## What is required:
Of all the entries below, retype only the lines from the one with "query is: shoulder" through the one with "rough tree bark", exactly as they appear.

┌────────

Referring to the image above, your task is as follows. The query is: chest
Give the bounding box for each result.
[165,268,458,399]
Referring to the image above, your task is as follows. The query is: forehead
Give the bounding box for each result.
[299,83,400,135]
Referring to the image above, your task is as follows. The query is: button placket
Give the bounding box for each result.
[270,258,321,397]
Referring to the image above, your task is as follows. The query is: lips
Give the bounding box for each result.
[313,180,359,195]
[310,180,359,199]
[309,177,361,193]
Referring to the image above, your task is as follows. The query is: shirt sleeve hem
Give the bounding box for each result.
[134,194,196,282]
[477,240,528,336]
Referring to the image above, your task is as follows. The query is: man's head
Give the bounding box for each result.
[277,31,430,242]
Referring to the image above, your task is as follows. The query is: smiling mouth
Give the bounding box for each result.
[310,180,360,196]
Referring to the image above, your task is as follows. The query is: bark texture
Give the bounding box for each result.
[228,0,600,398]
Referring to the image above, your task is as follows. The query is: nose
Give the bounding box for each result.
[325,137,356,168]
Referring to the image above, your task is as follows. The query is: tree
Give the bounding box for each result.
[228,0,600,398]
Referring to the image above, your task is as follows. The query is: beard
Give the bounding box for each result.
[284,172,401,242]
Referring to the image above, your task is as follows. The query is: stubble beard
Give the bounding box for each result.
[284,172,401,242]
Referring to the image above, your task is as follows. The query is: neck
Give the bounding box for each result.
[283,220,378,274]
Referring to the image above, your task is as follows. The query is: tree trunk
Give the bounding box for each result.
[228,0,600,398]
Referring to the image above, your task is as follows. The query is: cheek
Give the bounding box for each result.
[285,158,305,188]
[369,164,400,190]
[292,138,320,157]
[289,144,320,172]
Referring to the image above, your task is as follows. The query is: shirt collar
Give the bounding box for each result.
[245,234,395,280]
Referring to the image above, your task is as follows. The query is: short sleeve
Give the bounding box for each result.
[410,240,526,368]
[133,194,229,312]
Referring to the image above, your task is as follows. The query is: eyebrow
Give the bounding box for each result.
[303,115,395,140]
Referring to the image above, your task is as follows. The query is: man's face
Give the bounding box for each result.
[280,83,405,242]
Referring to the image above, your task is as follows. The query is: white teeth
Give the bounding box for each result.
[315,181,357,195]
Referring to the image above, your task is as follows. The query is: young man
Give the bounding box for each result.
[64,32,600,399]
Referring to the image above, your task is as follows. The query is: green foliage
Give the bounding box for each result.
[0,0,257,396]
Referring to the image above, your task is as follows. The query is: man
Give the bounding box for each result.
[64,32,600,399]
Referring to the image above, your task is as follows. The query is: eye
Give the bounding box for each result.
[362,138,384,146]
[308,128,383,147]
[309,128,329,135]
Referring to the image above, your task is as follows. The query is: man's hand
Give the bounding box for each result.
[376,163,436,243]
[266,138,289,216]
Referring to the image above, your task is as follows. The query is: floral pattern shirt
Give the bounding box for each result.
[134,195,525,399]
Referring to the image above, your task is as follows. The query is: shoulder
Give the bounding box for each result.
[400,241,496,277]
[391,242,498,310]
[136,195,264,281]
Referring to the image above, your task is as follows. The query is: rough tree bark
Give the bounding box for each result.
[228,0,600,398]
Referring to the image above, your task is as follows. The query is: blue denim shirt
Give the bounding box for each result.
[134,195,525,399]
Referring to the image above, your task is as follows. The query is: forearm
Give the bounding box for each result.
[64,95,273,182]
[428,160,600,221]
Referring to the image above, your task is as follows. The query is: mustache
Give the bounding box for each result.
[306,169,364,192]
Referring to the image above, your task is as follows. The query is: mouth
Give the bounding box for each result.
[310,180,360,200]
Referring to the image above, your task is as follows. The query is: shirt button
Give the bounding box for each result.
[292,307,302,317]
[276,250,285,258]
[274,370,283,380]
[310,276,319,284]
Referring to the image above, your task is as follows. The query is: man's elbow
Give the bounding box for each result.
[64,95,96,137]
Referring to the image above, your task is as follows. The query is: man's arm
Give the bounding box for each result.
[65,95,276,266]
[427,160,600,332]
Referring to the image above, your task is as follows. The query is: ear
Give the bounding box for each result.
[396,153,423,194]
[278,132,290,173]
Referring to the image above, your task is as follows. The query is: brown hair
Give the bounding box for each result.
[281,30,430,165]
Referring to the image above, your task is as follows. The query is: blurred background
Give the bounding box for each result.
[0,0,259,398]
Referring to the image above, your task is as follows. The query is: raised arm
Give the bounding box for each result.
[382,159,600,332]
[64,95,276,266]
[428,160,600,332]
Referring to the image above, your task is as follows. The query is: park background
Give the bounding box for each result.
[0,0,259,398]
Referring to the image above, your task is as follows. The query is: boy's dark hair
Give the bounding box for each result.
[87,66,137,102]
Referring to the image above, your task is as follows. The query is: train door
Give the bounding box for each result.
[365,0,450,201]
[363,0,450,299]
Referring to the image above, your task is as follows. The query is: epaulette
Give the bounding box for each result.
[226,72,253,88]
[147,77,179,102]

└────────
┌────────

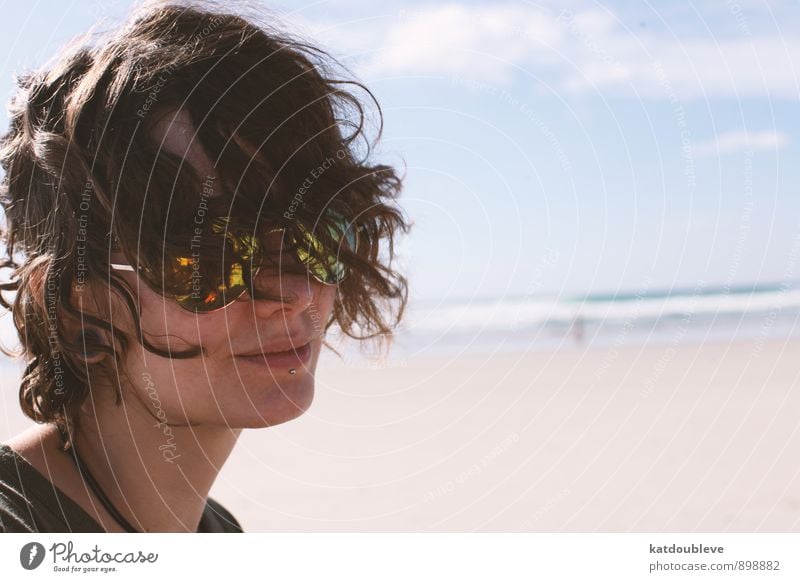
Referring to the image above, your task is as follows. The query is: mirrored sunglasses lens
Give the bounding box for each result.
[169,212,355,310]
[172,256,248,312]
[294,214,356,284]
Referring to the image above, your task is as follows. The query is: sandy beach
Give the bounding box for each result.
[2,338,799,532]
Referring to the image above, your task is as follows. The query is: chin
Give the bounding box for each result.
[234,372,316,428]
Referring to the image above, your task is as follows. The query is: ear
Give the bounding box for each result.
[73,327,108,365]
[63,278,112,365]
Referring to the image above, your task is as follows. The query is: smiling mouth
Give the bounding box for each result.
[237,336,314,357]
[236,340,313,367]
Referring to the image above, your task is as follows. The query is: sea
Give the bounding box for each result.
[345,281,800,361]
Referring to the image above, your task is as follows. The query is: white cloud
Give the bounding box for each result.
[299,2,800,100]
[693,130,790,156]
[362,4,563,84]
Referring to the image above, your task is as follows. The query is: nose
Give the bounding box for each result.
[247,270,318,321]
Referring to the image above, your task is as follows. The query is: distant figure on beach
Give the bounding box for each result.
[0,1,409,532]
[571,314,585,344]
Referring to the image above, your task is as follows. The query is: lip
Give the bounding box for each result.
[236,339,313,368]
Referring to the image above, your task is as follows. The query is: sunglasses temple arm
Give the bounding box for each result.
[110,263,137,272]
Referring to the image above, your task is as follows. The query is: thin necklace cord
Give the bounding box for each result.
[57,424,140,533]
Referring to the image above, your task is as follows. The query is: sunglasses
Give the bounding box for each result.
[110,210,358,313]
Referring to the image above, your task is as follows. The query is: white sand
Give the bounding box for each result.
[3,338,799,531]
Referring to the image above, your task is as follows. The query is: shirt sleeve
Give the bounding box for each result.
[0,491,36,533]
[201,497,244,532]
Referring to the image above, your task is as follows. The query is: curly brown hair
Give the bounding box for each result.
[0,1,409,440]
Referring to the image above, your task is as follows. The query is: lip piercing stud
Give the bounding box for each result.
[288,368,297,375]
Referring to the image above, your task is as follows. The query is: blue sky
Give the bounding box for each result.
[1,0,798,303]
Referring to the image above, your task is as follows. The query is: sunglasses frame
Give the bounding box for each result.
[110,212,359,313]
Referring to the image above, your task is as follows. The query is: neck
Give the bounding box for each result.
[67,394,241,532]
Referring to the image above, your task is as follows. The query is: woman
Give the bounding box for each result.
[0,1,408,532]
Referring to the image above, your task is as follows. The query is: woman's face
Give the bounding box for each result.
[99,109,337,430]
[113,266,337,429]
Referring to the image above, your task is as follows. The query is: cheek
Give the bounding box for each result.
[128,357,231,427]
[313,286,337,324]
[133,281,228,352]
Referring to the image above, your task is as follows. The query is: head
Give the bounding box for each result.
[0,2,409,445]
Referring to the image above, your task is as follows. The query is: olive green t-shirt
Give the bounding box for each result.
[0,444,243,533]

└────────
┌────────

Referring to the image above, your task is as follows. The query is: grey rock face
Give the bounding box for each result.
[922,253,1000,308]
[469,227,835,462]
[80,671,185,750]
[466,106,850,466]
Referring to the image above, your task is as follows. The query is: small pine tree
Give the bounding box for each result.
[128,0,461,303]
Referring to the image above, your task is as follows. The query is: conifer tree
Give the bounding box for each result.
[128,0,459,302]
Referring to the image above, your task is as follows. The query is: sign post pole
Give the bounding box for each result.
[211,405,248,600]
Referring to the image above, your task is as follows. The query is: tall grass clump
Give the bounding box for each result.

└────────

## Problem solution:
Referring to the image above, your task is as follows. The query is: shoulder
Give the bounding box for each result.
[400,241,496,277]
[391,242,498,310]
[136,195,264,281]
Referring to the image above, your task is as follows. The query is: rough tree bark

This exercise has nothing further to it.